Data extracts ▸
○ ○ ○ ○ ○ ○ ○
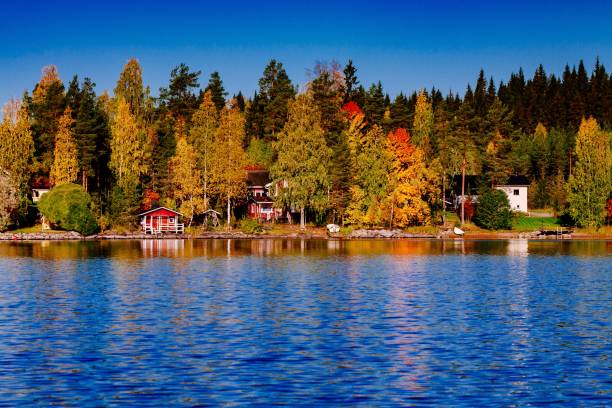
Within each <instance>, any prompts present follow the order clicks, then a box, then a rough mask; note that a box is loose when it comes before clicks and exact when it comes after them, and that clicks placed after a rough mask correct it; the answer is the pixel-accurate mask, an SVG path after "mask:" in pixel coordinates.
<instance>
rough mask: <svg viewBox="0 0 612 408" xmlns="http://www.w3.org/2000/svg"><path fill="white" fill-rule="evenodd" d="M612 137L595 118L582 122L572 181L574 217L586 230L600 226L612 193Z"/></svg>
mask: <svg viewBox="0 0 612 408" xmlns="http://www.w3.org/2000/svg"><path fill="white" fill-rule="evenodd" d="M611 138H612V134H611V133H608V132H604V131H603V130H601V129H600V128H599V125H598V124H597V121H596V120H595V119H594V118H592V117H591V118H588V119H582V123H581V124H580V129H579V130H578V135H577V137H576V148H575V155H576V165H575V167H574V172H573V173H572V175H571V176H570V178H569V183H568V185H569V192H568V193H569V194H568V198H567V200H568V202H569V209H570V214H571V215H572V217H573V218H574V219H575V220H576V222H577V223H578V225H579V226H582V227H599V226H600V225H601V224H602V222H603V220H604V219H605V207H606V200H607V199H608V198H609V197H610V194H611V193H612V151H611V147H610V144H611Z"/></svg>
○ ○ ○ ○ ○ ○ ○
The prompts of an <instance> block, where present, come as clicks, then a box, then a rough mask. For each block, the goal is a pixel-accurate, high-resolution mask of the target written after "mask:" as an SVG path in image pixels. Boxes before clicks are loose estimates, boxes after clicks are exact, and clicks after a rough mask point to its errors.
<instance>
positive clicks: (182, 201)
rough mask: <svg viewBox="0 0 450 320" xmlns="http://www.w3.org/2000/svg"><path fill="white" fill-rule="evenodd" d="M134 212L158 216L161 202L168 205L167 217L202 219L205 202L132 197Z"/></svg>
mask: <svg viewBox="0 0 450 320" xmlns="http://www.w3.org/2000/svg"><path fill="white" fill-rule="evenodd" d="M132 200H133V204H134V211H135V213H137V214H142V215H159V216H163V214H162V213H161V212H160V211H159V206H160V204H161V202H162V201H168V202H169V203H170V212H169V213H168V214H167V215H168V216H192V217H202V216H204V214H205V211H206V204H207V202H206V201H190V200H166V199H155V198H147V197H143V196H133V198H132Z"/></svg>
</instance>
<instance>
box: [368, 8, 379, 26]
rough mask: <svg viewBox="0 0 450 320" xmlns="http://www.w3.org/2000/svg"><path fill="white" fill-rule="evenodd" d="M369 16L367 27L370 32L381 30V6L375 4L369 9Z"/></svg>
○ ○ ○ ○ ○ ○ ○
Task objective ▸
Look over the material and return every line where the word "then" is found.

Problem solution ▸
Within each <instance>, any prompts present follow the order clicks, then a box, then a rough mask; note that a box is loose when it comes before clicks and exact when it comes after them, and that clicks placed after a rough mask correct it; the answer is the pixel-accurate mask, an SVG path after "mask:" in pixel coordinates.
The prompts of an <instance> block, where present, come as clicks, then a box, then a rough mask. For each block, the goal is a pixel-accurate, high-resolution mask of the target written after "mask:" as an SVG path in image pixels. Boxes before clicks are loose estimates, boxes after clicks are exact, and clicks after a rough mask point to its errors.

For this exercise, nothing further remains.